• _Source text_
-- begin --
How to spend a weekend in the Derwent Valley Mills, Derbyshire

Discover the UNESCO World Heritage site along Derbyshire’s Derwent Valley. The Industrial Revolution was born in these factories, some of which have now been converted into museums, restaurants and cafes. Here’s how a perfect weekend might unfold.

Published 14 Dec 2021, 18:00 GMT
Cromford Mills — built in 1771 — are home to Sir Richard Arkwright's mill complex and ...

Cromford Mills — built in 1771 — are home to Sir Richard Arkwright's mill complex and the birthplace of the first water-powered cotton spinning mill.
-- end --
Location identification entries
-- begin --
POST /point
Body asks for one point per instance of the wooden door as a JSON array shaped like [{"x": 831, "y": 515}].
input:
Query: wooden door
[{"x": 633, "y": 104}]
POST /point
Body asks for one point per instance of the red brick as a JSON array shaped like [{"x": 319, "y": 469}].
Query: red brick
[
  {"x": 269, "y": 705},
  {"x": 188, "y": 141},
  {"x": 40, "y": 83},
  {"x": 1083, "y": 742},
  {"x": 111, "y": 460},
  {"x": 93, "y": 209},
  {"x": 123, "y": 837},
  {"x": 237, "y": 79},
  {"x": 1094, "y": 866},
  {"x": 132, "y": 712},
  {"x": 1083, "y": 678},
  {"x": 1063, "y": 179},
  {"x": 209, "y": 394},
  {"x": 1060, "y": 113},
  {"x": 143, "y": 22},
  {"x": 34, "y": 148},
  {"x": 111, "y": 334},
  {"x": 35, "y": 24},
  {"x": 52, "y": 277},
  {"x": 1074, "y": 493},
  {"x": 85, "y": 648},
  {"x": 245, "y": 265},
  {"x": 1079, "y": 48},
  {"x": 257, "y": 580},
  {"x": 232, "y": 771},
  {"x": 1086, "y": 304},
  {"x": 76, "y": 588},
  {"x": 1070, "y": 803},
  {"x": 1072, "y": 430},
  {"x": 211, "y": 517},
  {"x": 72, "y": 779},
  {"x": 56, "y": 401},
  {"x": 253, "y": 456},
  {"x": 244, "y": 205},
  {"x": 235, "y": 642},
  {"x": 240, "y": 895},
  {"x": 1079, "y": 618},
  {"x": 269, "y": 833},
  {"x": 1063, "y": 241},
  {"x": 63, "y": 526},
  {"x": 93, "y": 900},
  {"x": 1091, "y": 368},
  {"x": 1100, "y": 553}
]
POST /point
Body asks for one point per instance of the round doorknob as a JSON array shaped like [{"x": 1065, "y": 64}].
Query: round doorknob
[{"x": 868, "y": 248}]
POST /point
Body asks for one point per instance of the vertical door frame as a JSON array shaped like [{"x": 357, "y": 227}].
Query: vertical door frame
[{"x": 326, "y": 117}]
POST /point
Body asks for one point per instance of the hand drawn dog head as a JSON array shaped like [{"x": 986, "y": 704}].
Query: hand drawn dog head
-- end --
• _Parts of the exercise_
1. In the Derwent Valley Mills article, repeat word for word the passage that begins with the words containing "How to spend" and ends with "complex and ...".
2. According to the Derwent Valley Mills article, what was Cromford Mills the birthplace of?

• _Outputs_
1.
How to spend a weekend in the Derwent Valley Mills, Derbyshire

Discover the UNESCO World Heritage site along Derbyshire’s Derwent Valley. The Industrial Revolution was born in these factories, some of which have now been converted into museums, restaurants and cafes. Here’s how a perfect weekend might unfold.

Published 14 Dec 2021, 18:00 GMT
Cromford Mills — built in 1771 — are home to Sir Richard Arkwright's mill complex and ...

2. The first water-powered cotton spinning mill.